### Required work
• 1. Summarize the HPV article in two sentences.
• 2. Reproduce the part of the HPV article between "Cancer-causing STI is" and "and penis cancers.", inclusive.

### Text shown
= = =
Cancer-causing STI is so infectious even virgins can catch and spread it

The human papillomavirus (HPV) is a very common sexually transmitted disease which affects at least half of people who are sexually active.

Update: 2017-12-20 09:19 GMT
Sexual decisions between consenting adults take on a different colour when the adults are law enforcement officers. (Photo: Pixabay)

According to a new study men who have never had sex are still at risk of catching cancer-causing HPV. HPV or the human papillomavirus is a very common sexually transmitted infection, which affects at least half of people who are sexually active.

Of the 100 identified types of HPV, around 40 of them affect the genital areas of men and women, and of these roughly 20 are associated with cancer, including cervical, head and neck and vulva and penis cancers.

A new US study suggests that it can be caught and spread among men who have never had sex. According to experts from University of Texas, the study which looked at 87 virgins between the ages of 18 and 70 from Brazil, Mexico, and the US found men who did not have sex in that time still caught HPV.
= = =
### Data for review
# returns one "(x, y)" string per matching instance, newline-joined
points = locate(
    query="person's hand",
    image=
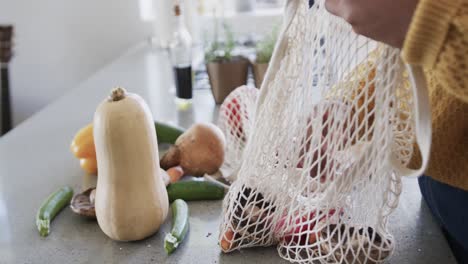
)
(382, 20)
= = =
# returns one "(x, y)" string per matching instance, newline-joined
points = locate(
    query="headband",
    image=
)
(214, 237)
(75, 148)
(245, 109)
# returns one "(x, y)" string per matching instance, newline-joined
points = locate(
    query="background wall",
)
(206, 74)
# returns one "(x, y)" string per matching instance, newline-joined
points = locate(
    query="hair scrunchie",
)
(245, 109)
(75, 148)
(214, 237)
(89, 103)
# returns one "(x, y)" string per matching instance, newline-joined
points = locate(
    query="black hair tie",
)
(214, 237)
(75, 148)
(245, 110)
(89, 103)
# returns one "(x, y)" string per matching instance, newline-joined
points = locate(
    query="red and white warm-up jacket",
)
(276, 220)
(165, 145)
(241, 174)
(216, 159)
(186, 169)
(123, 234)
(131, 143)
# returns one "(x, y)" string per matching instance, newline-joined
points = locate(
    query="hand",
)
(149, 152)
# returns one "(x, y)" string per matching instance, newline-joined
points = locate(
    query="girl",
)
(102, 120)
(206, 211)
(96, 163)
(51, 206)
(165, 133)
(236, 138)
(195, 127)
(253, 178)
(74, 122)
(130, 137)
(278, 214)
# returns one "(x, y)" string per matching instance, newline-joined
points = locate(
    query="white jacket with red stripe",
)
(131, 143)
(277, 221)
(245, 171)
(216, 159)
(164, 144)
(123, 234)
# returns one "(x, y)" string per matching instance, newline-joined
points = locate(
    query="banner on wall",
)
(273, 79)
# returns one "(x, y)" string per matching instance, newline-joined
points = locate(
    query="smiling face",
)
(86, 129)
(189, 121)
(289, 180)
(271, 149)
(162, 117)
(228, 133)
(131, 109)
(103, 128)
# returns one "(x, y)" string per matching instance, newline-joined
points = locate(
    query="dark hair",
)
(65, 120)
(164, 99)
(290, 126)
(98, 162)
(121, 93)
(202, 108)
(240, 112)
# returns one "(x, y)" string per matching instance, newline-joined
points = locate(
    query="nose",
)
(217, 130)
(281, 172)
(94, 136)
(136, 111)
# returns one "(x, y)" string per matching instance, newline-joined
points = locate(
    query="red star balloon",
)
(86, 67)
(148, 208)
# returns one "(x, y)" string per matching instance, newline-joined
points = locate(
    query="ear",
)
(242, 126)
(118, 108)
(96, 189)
= = =
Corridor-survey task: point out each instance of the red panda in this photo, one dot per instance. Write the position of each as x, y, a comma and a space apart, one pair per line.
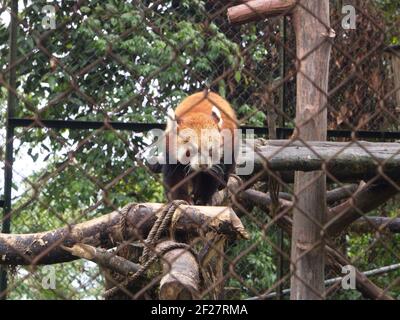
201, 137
= = =
### Responses
• 1. HPV is a very common sexually transmitted infection that affects at least half of sexually active people, and roughly 20 of the around 40 types affecting the genital areas are associated with cancers, including cervical, head and neck, vulva and penis cancers. A new US study by experts from the University of Texas looked at 87 virgins aged 18 to 70 from Brazil, Mexico and the US and found that men who did not have sex still caught HPV.

• 2.
Cancer-causing STI is so infectious even virgins can catch and spread it

The human papillomavirus (HPV) is a very common sexually transmitted disease which affects at least half of people who are sexually active.

Update: 2017-12-20 09:19 GMT
Sexual decisions between consenting adults take on a different colour when the adults are law enforcement officers. (Photo: Pixabay)

According to a new study men who have never had sex are still at risk of catching cancer-causing HPV. HPV or the human papillomavirus is a very common sexually transmitted infection, which affects at least half of people who are sexually active.

Of the 100 identified types of HPV, around 40 of them affect the genital areas of men and women, and of these roughly 20 are associated with cancer, including cervical, head and neck and vulva and penis cancers.